- AIM
Write out the data below word for word, omitting the pictures.

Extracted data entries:
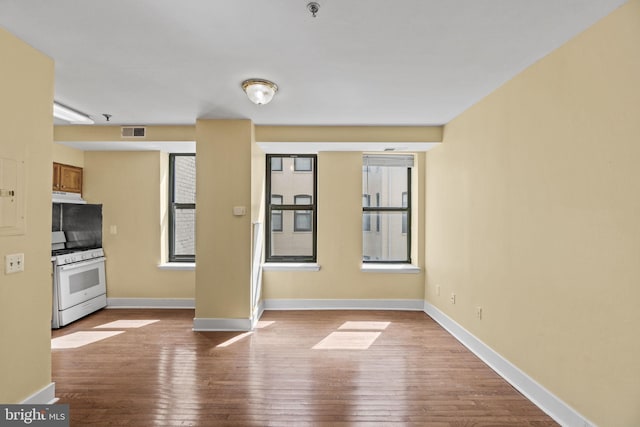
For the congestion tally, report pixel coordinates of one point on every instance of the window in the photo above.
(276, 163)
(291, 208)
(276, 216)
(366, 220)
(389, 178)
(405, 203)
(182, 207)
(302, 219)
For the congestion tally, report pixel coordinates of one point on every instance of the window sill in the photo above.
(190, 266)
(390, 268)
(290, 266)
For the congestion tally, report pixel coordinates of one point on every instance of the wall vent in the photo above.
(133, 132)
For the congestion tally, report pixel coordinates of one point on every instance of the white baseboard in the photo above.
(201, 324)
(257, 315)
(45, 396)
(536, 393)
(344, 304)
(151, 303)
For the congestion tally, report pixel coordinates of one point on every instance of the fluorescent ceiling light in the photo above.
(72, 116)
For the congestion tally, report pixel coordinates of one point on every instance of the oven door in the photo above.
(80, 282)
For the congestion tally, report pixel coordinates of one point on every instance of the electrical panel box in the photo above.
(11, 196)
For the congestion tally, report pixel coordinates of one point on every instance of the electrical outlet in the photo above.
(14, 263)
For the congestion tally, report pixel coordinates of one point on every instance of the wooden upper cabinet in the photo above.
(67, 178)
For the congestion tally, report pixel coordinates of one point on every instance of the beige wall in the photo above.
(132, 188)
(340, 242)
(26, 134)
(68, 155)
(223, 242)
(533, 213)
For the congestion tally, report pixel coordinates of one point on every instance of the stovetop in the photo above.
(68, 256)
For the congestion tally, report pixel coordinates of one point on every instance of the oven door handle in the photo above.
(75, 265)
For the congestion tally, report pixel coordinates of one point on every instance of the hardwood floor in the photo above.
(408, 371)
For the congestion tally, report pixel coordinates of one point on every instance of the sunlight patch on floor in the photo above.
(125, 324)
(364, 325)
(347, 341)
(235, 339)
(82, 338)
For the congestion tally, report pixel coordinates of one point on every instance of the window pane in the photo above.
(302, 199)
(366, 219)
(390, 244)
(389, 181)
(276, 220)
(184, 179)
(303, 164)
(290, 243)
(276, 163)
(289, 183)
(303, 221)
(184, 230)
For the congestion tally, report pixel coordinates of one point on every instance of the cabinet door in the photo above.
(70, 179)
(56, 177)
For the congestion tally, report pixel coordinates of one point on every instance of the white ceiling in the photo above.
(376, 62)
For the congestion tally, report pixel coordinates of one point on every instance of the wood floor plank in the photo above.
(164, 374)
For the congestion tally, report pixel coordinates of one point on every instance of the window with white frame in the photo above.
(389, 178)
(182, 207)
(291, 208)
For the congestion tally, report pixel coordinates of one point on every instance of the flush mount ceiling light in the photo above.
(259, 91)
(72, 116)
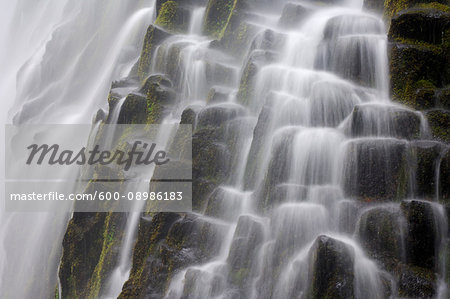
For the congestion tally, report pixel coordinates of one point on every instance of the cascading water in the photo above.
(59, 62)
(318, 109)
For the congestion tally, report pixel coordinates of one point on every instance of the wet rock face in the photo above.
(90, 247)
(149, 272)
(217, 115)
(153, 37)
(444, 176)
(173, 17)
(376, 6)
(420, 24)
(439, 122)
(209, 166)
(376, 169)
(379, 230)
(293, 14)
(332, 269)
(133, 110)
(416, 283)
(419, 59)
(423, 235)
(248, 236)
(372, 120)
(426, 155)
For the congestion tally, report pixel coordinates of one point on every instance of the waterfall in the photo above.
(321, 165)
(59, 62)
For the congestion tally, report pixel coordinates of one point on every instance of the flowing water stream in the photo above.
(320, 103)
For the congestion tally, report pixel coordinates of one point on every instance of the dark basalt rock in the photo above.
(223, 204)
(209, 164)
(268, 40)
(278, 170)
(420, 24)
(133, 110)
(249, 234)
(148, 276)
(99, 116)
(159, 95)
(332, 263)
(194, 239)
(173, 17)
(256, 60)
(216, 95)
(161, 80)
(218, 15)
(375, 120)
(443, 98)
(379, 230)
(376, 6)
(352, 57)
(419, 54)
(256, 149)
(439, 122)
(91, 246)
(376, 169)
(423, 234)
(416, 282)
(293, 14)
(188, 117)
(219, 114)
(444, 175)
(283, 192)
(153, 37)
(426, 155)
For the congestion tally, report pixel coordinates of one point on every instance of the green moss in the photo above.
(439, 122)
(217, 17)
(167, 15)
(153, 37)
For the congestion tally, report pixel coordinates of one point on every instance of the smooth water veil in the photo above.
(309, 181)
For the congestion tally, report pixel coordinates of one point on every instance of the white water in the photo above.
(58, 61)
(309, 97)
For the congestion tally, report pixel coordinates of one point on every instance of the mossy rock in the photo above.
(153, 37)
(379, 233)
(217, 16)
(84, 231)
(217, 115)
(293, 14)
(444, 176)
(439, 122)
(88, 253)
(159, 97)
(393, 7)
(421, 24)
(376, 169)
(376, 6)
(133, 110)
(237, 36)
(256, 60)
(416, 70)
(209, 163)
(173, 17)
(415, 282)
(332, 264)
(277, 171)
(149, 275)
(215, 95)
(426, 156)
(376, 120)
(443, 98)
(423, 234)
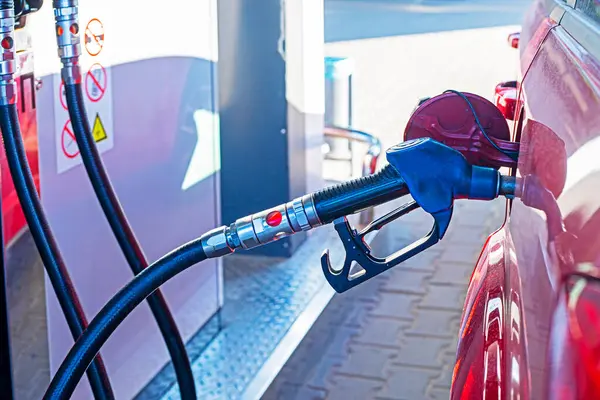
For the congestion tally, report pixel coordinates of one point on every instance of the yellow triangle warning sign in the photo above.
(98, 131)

- WRITTEN SOLUTION
For the congestion tally, report pixel coordinates of one point on every instance of the window in the photo above.
(276, 163)
(291, 208)
(276, 216)
(366, 220)
(389, 178)
(405, 203)
(182, 207)
(302, 219)
For the congestion tally, report pixel coordinates of one point on every instance of the window sill in the photo above.
(190, 266)
(390, 268)
(290, 266)
For the congestion tally, report pixel coordinates of one point on every instance of the wall vent in the photo above.
(133, 132)
For the congestion tally, report pixel coordinates of one point on every instance of the white baseboard in the photo above.
(201, 324)
(257, 315)
(45, 396)
(536, 393)
(344, 304)
(151, 303)
For the congestion tally, report pixel coordinates of one point on every instance of the fluorescent ceiling light in the photo above.
(72, 116)
For the congestion tally, report pixel coordinates of one point on every instance of the oven door in the photo above.
(80, 282)
For the congestion tally, report pixel coordinates of one point on every instance of the electrical panel box in the photo above.
(11, 196)
For the congestion tally, report pixel coordinates of one point on every instance of the electrical outlet in the photo above.
(14, 263)
For the congestion tally, report pixel coordinates of one point on every instance of the wooden upper cabinet in the photo above.
(67, 178)
For the congestion tally, report pixel coordinates of one point on every instance of the beige wall in the photo above.
(132, 188)
(340, 242)
(26, 134)
(68, 155)
(223, 242)
(533, 213)
For the congestion tally, report pixel coordinates of one point on every instance of the stovetop in the photo above.
(68, 256)
For the congestion tally, report pixel coordinates of one point on every instance of the oven door handle in the photo above.
(75, 265)
For the congestion tally, report pixel coordinates of one point on every instance of the hardwood floor in the photo above.
(408, 371)
For the congestion tally, report pixel coordinates of one point on every instance of the sunlight patch on floor in the photo above.
(125, 324)
(364, 325)
(347, 341)
(235, 339)
(82, 338)
For the congestion tally, report pixel coordinates of one point on every instance of the window pane in the photo above.
(302, 199)
(366, 219)
(390, 244)
(389, 181)
(276, 220)
(184, 179)
(303, 164)
(290, 243)
(276, 163)
(289, 183)
(303, 221)
(184, 230)
For the congestion tally, report pixel coordinates of one point on every instance of the cabinet door in the photo above.
(70, 179)
(56, 177)
For the congestion tally, report pixel coordinates of one point on every instance of the white ceiling in the photo above.
(376, 62)
For the congestion tally, report pixel coordinates of one point on every instance of the wood floor plank in the photo above.
(164, 374)
For the congestion tally, report pixel coordinates of one point on every instance of the window with white frame in the photo above.
(389, 178)
(182, 207)
(291, 208)
For the congestion tally, report pixel coordinates of one point on every instance of the flush mount ceiling light in the photo above.
(259, 91)
(72, 116)
For the congestion tally, report pixel coordinates of one point on every instance of the cascading water in the photo above.
(59, 62)
(318, 109)
For the congestion tally, report pixel coordinates of one point on every instance of the wet rock face in the photo above.
(90, 247)
(149, 272)
(217, 115)
(153, 37)
(444, 176)
(173, 17)
(376, 6)
(420, 24)
(439, 122)
(209, 166)
(376, 169)
(379, 230)
(293, 14)
(332, 269)
(133, 110)
(416, 283)
(419, 59)
(423, 235)
(248, 236)
(372, 120)
(426, 155)
For the congestion tally, report pixel coordinates of one point on every instance of the waterfall in the photo above.
(321, 165)
(59, 62)
For the congestion tally, report pixel coordinates of one point on every instance of the flowing water stream in the photo above.
(320, 103)
For the congestion tally, report pixel coordinates of one point on every instance of the dark basalt rock in the photo above.
(223, 204)
(209, 164)
(268, 40)
(278, 170)
(420, 24)
(133, 110)
(249, 234)
(148, 276)
(99, 116)
(159, 95)
(332, 263)
(194, 239)
(173, 17)
(256, 60)
(216, 95)
(161, 80)
(218, 15)
(375, 120)
(443, 98)
(379, 230)
(376, 6)
(352, 57)
(419, 54)
(256, 149)
(439, 122)
(91, 246)
(376, 169)
(423, 234)
(416, 282)
(293, 14)
(188, 117)
(219, 114)
(444, 175)
(283, 192)
(153, 37)
(426, 155)
For the congestion tally, report pixel coordinates of one point on every instance of the green moss in the photo above.
(439, 122)
(217, 17)
(167, 15)
(153, 37)
For the congestion tally, report pixel coordinates of one point on every instance of the smooth water veil in the photo above.
(309, 181)
For the congestion tally, report pixel coordinates of one point on every instance of the white water in the photo above.
(58, 61)
(309, 97)
For the congestion tally, report pixel coordinates of one point on every instance of the mossy rock in the photo above.
(153, 37)
(379, 233)
(217, 16)
(84, 231)
(217, 115)
(293, 14)
(444, 176)
(439, 122)
(88, 253)
(159, 97)
(393, 7)
(421, 24)
(376, 169)
(376, 6)
(133, 110)
(237, 36)
(256, 60)
(416, 70)
(209, 163)
(173, 17)
(415, 282)
(332, 264)
(277, 171)
(149, 275)
(215, 95)
(426, 156)
(376, 120)
(443, 98)
(423, 234)
For the congestion tally, report pixel coordinates of one point on every instance of the yellow triangle warning sign in the photo above.
(98, 131)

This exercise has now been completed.